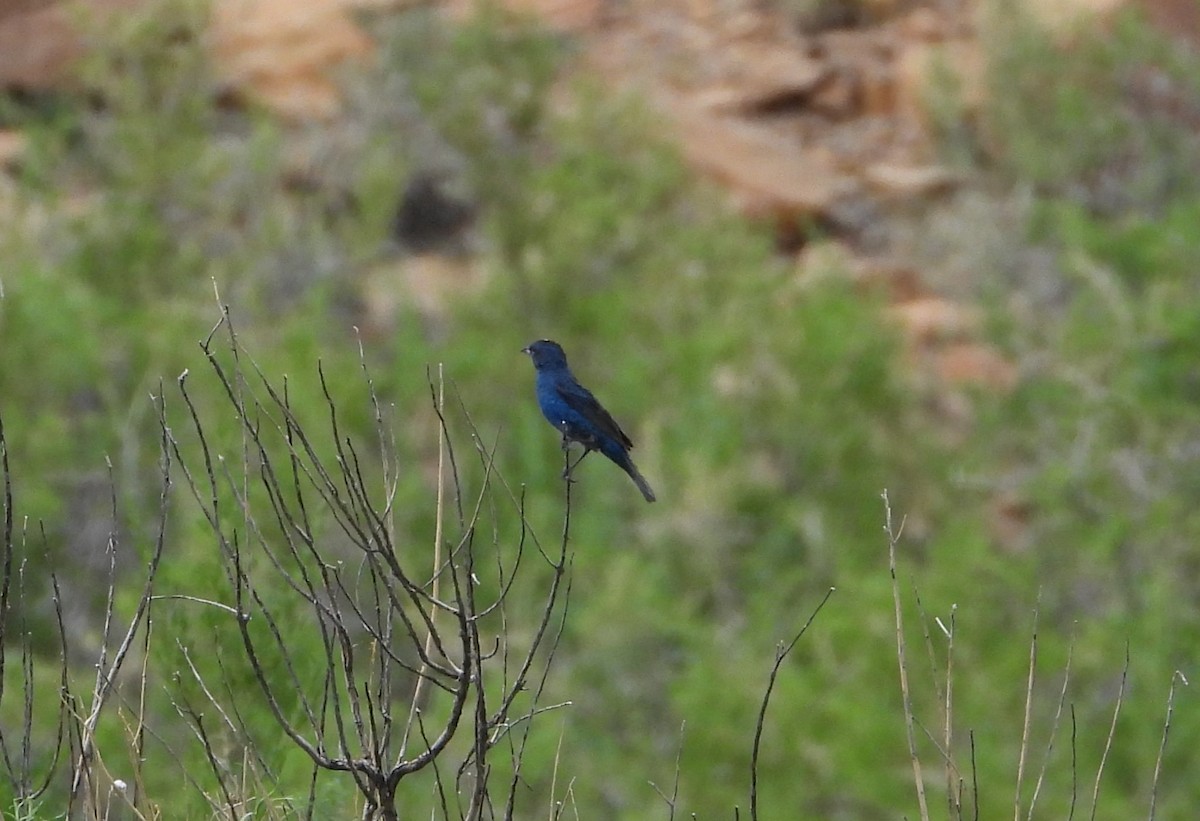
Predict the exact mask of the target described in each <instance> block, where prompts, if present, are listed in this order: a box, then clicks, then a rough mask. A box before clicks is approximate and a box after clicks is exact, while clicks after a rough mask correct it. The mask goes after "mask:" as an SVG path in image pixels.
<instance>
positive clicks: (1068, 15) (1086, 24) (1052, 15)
mask: <svg viewBox="0 0 1200 821" xmlns="http://www.w3.org/2000/svg"><path fill="white" fill-rule="evenodd" d="M1127 5H1129V4H1128V0H1055V2H1045V1H1044V0H1025V11H1026V12H1027V13H1028V14H1030V16H1031V17H1032V18H1033V19H1034V20H1037V22H1038V23H1040V24H1042V25H1044V26H1045V28H1048V29H1050V30H1051V31H1055V32H1060V34H1074V31H1075V30H1076V29H1078V28H1079V26H1088V25H1092V24H1094V23H1096V22H1097V19H1100V20H1103V19H1104V18H1106V17H1109V16H1111V14H1112V13H1114V12H1115V11H1116V10H1118V8H1121V7H1122V6H1127Z"/></svg>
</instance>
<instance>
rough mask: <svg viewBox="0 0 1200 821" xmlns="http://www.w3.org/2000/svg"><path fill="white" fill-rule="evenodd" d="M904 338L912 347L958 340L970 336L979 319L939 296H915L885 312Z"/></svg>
mask: <svg viewBox="0 0 1200 821" xmlns="http://www.w3.org/2000/svg"><path fill="white" fill-rule="evenodd" d="M888 314H889V316H890V317H892V318H893V319H895V320H896V322H899V324H900V326H901V328H902V329H904V332H905V336H907V337H908V340H910V341H911V342H913V343H916V344H930V343H934V342H938V341H946V340H959V338H964V337H966V336H968V335H972V334H974V332H976V331H977V330H978V329H979V325H980V323H982V319H983V317H982V316H980V313H979V311H978V310H977V308H972V307H968V306H965V305H962V304H961V302H955V301H953V300H949V299H946V298H943V296H919V298H917V299H911V300H907V301H905V302H900V304H898V305H893V306H890V307H889V308H888Z"/></svg>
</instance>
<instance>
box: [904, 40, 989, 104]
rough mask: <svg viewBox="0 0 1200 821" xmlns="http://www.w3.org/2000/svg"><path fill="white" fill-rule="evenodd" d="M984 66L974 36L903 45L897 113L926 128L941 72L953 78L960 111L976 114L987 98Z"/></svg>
mask: <svg viewBox="0 0 1200 821" xmlns="http://www.w3.org/2000/svg"><path fill="white" fill-rule="evenodd" d="M986 65H988V61H986V56H985V53H984V49H983V46H982V44H980V43H979V41H978V40H976V38H974V37H960V38H955V40H948V41H946V42H942V43H926V42H911V43H906V44H905V46H904V48H902V50H901V52H900V55H899V58H898V59H896V64H895V72H896V73H895V78H896V107H898V110H899V112H901V113H904V114H905V115H907V116H908V118H910V119H911V120H912V121H916V122H920V124H926V125H928V116H926V109H928V103H929V100H930V94H932V92H934V91H935V90H936V83H935V80H937V79H938V78H940V76H942V72H944V73H946V74H947V76H949V77H950V78H953V79H954V82H955V85H956V91H958V95H959V102H960V104H961V106H962V108H964V109H965V110H966V112H968V113H974V112H978V110H979V109H980V108H982V106H983V102H984V100H985V97H986V76H985V71H986Z"/></svg>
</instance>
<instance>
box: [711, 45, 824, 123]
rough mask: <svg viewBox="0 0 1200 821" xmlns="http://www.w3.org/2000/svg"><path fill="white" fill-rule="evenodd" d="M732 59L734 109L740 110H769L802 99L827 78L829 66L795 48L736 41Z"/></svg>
mask: <svg viewBox="0 0 1200 821" xmlns="http://www.w3.org/2000/svg"><path fill="white" fill-rule="evenodd" d="M728 56H730V58H731V60H732V73H733V76H734V79H733V82H732V84H731V88H732V89H733V90H736V97H734V98H733V101H732V102H733V106H732V107H733V108H737V109H739V110H743V112H756V110H770V109H775V108H779V107H781V106H787V104H788V103H794V104H803V102H804V101H805V100H806V98H808V97H809V95H811V94H812V92H814V90H816V89H817V86H818V85H820V84H821V83H822V82H823V80H824V79H826V77H827V74H828V67H827V66H826V64H824V62H822V61H820V60H812V59H810V58H808V56H805V55H804V54H803V53H802V52H799V50H798V49H791V48H784V47H772V46H766V44H763V43H738V44H737V46H734V47H733V48H732V49H731V50H730V53H728Z"/></svg>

● ● ● ●

**WHAT YOU SHOULD DO**
Your answer should set down the listing verbatim and leave out its images.

**RESPONSE BELOW**
Predict the exact mask of the target described in each <instance> block, where prompts, if present, are listed in this order: a box, then clicks, then a rough mask. A box before clicks is approximate and a box after clicks is exact, while clicks after a rough mask correct it. The mask goes after "mask:" as an SVG path in image pixels.
<instance>
positive clicks: (1068, 15) (1086, 24) (1052, 15)
mask: <svg viewBox="0 0 1200 821" xmlns="http://www.w3.org/2000/svg"><path fill="white" fill-rule="evenodd" d="M1127 5H1129V4H1128V0H1055V2H1045V1H1044V0H1025V11H1026V12H1027V13H1028V14H1030V16H1031V17H1032V18H1033V19H1034V20H1037V22H1038V23H1040V24H1042V25H1044V26H1045V28H1048V29H1050V30H1051V31H1055V32H1060V34H1074V31H1075V30H1076V29H1078V28H1079V26H1088V25H1092V24H1094V23H1096V22H1097V19H1100V20H1103V19H1104V18H1106V17H1109V16H1111V14H1112V13H1114V12H1115V11H1116V10H1118V8H1121V7H1122V6H1127Z"/></svg>
</instance>
<instance>
rough mask: <svg viewBox="0 0 1200 821" xmlns="http://www.w3.org/2000/svg"><path fill="white" fill-rule="evenodd" d="M904 338L912 347L958 340L970 336L979 319L939 296H915L885 312Z"/></svg>
mask: <svg viewBox="0 0 1200 821" xmlns="http://www.w3.org/2000/svg"><path fill="white" fill-rule="evenodd" d="M888 314H889V316H890V317H892V318H893V319H895V320H896V322H899V324H900V326H901V328H902V329H904V332H905V336H907V337H908V340H910V341H911V342H913V343H916V344H930V343H934V342H938V341H946V340H959V338H964V337H966V336H968V335H972V334H974V332H976V331H977V330H978V329H979V325H980V323H982V319H983V317H982V316H980V313H979V311H978V310H977V308H972V307H968V306H965V305H962V304H961V302H955V301H953V300H949V299H946V298H943V296H919V298H917V299H911V300H907V301H905V302H900V304H898V305H893V306H890V307H889V308H888Z"/></svg>
</instance>
<instance>
box: [904, 40, 989, 104]
rough mask: <svg viewBox="0 0 1200 821" xmlns="http://www.w3.org/2000/svg"><path fill="white" fill-rule="evenodd" d="M984 66L974 36L903 45L897 113L926 128L941 72L953 78L960 111L976 114L987 98Z"/></svg>
mask: <svg viewBox="0 0 1200 821" xmlns="http://www.w3.org/2000/svg"><path fill="white" fill-rule="evenodd" d="M986 65H988V61H986V56H985V53H984V49H983V46H982V44H980V43H979V41H978V40H976V38H974V37H960V38H955V40H948V41H946V42H942V43H926V42H911V43H906V44H905V46H904V48H902V50H901V52H900V55H899V58H898V59H896V64H895V72H896V73H895V78H896V107H898V110H899V112H901V113H904V114H905V115H907V116H908V118H910V119H911V120H912V121H916V122H920V124H926V125H928V116H926V109H928V103H929V100H930V94H932V92H934V91H935V90H936V83H935V80H937V79H938V78H940V76H942V72H944V73H946V74H947V76H949V77H950V78H953V79H954V82H955V85H956V91H958V95H959V102H960V104H961V106H962V108H964V109H965V110H966V112H968V113H974V112H978V110H979V109H980V108H982V106H983V102H984V100H985V97H986V76H985V71H986Z"/></svg>
</instance>
<instance>
box: [711, 45, 824, 123]
rough mask: <svg viewBox="0 0 1200 821" xmlns="http://www.w3.org/2000/svg"><path fill="white" fill-rule="evenodd" d="M732 59L734 109L740 110H769L802 99L827 78L829 66L795 48L736 41Z"/></svg>
mask: <svg viewBox="0 0 1200 821" xmlns="http://www.w3.org/2000/svg"><path fill="white" fill-rule="evenodd" d="M728 56H730V58H731V60H732V73H733V76H734V79H733V82H732V84H731V88H732V89H733V90H736V97H734V98H733V101H732V102H733V106H732V107H733V108H737V109H739V110H743V112H756V110H770V109H775V108H779V107H781V106H787V104H788V103H794V104H803V102H804V101H805V100H806V98H808V97H809V95H811V94H812V92H814V90H816V89H817V86H818V85H820V84H821V83H822V82H823V80H824V79H826V77H827V74H828V67H827V66H826V64H824V62H822V61H820V60H812V59H810V58H808V56H805V55H804V54H803V53H802V52H799V50H798V49H791V48H784V47H772V46H766V44H763V43H738V44H737V46H734V47H733V48H732V49H731V50H730V53H728Z"/></svg>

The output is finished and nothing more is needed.